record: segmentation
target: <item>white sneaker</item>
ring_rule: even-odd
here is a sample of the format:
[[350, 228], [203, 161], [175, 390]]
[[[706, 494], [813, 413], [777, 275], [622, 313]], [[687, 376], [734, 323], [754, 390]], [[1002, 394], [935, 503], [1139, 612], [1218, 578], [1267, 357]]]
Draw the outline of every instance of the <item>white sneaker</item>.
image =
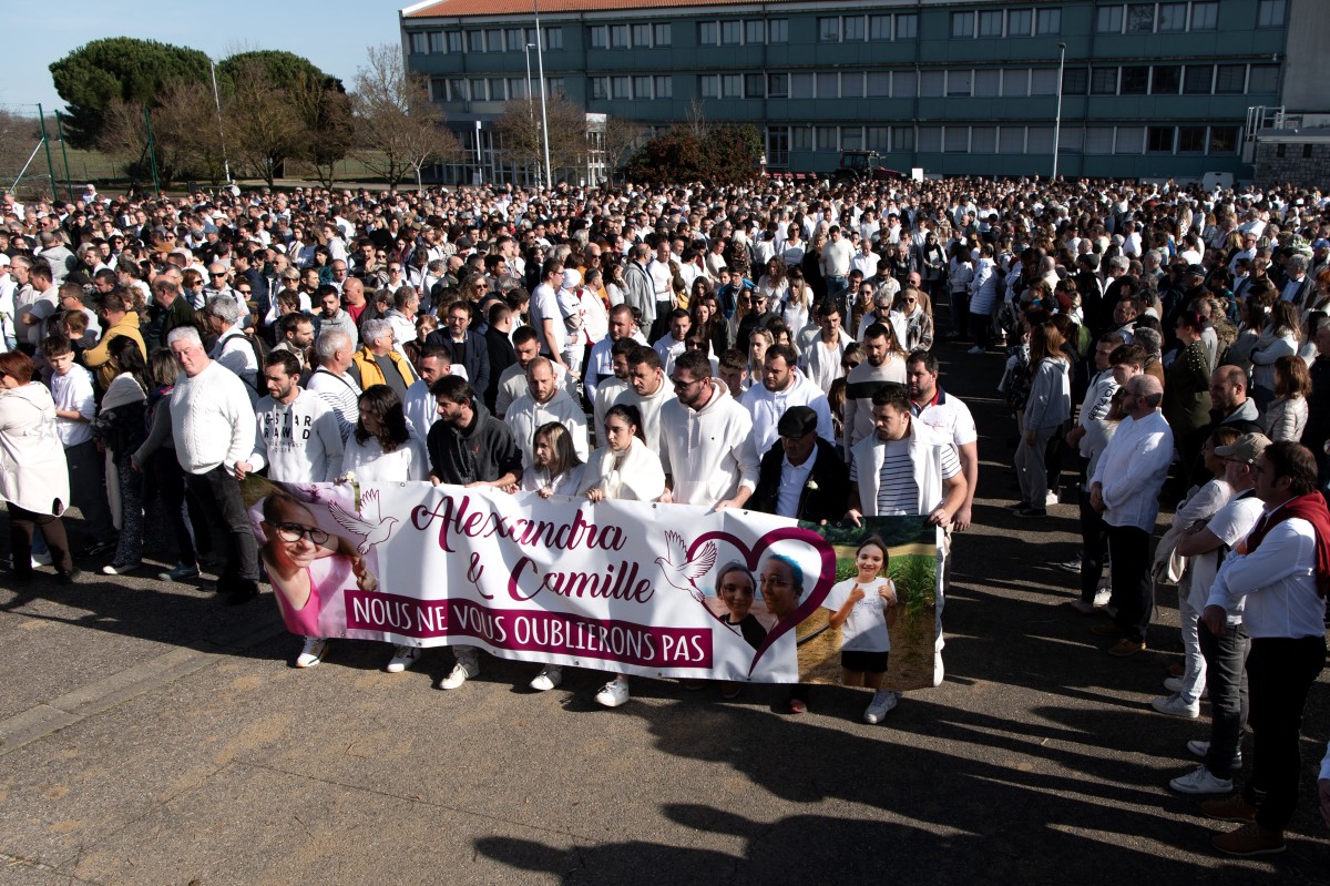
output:
[[[559, 665], [545, 665], [531, 681], [531, 688], [536, 692], [549, 692], [564, 681], [564, 669]], [[617, 682], [617, 680], [616, 680]]]
[[305, 637], [305, 647], [301, 648], [301, 655], [295, 657], [297, 668], [313, 668], [318, 663], [323, 661], [323, 656], [329, 651], [329, 641], [323, 637]]
[[1185, 776], [1178, 776], [1168, 782], [1168, 786], [1180, 794], [1230, 794], [1233, 793], [1232, 778], [1217, 778], [1210, 774], [1205, 764], [1197, 766]]
[[863, 712], [863, 722], [882, 722], [882, 720], [887, 716], [887, 712], [895, 708], [899, 701], [899, 692], [892, 692], [891, 689], [878, 689], [872, 693], [872, 701], [868, 702], [868, 709]]
[[[1192, 752], [1193, 756], [1205, 760], [1210, 756], [1210, 742], [1201, 741], [1200, 738], [1193, 738], [1186, 742], [1186, 749]], [[1240, 748], [1237, 753], [1233, 754], [1233, 768], [1242, 769], [1242, 749]]]
[[1170, 717], [1182, 717], [1184, 720], [1196, 720], [1201, 716], [1201, 702], [1193, 701], [1188, 704], [1182, 701], [1182, 696], [1174, 693], [1172, 696], [1162, 696], [1150, 701], [1150, 706], [1160, 713], [1168, 714]]
[[628, 684], [622, 680], [610, 680], [596, 693], [596, 701], [606, 708], [617, 708], [628, 701]]
[[388, 661], [388, 673], [402, 673], [415, 666], [420, 661], [420, 647], [398, 647], [392, 651], [392, 660]]
[[452, 668], [443, 682], [439, 684], [440, 689], [458, 689], [467, 680], [480, 674], [480, 661], [473, 656], [458, 656], [458, 664]]
[[[1164, 681], [1164, 688], [1168, 689], [1169, 692], [1182, 692], [1184, 689], [1182, 677], [1169, 677], [1168, 680]], [[1210, 697], [1209, 688], [1201, 686], [1201, 697], [1202, 698]]]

──────

Copy the records above line for line, without changing anything, but leave out the picture.

record: segmentation
target: <item>white sneaker</item>
ring_rule: even-odd
here is a sample of the format:
[[350, 228], [203, 161], [175, 390]]
[[[706, 494], [813, 413], [777, 275], [622, 313]], [[687, 376], [734, 323], [754, 390]], [[1002, 394], [935, 503], [1139, 612], [1218, 578], [1267, 357]]]
Draw the outline of every instance of the <item>white sneaker</item>.
image =
output:
[[[559, 665], [545, 665], [531, 681], [531, 688], [536, 692], [549, 692], [564, 681], [564, 669]], [[617, 682], [617, 680], [616, 680]]]
[[305, 637], [305, 647], [301, 648], [301, 655], [295, 657], [297, 668], [313, 668], [318, 663], [323, 661], [323, 656], [329, 651], [329, 641], [323, 637]]
[[1185, 776], [1178, 776], [1168, 782], [1168, 786], [1180, 794], [1230, 794], [1233, 793], [1232, 778], [1217, 778], [1210, 774], [1205, 764], [1197, 766]]
[[863, 712], [863, 722], [882, 722], [882, 720], [887, 716], [887, 712], [895, 708], [899, 701], [899, 692], [892, 692], [891, 689], [878, 689], [872, 693], [872, 701], [868, 702], [868, 709]]
[[[1192, 752], [1193, 756], [1205, 760], [1210, 756], [1210, 742], [1201, 741], [1200, 738], [1193, 738], [1186, 742], [1186, 749]], [[1240, 748], [1237, 753], [1233, 754], [1233, 768], [1242, 769], [1242, 749]]]
[[1170, 717], [1182, 717], [1184, 720], [1196, 720], [1201, 716], [1201, 702], [1193, 701], [1188, 704], [1182, 701], [1182, 696], [1174, 693], [1172, 696], [1162, 696], [1150, 701], [1150, 706], [1160, 713], [1168, 714]]
[[628, 684], [622, 680], [610, 680], [596, 693], [596, 701], [606, 708], [617, 708], [628, 701]]
[[388, 661], [388, 673], [402, 673], [415, 666], [420, 661], [420, 647], [398, 647], [392, 651], [392, 660]]
[[452, 668], [443, 682], [439, 684], [440, 689], [458, 689], [467, 680], [480, 674], [480, 661], [473, 656], [458, 656], [458, 664]]
[[[1164, 681], [1164, 688], [1168, 689], [1169, 692], [1182, 692], [1184, 689], [1182, 677], [1169, 677], [1168, 680]], [[1210, 697], [1209, 688], [1201, 686], [1201, 697], [1202, 698]]]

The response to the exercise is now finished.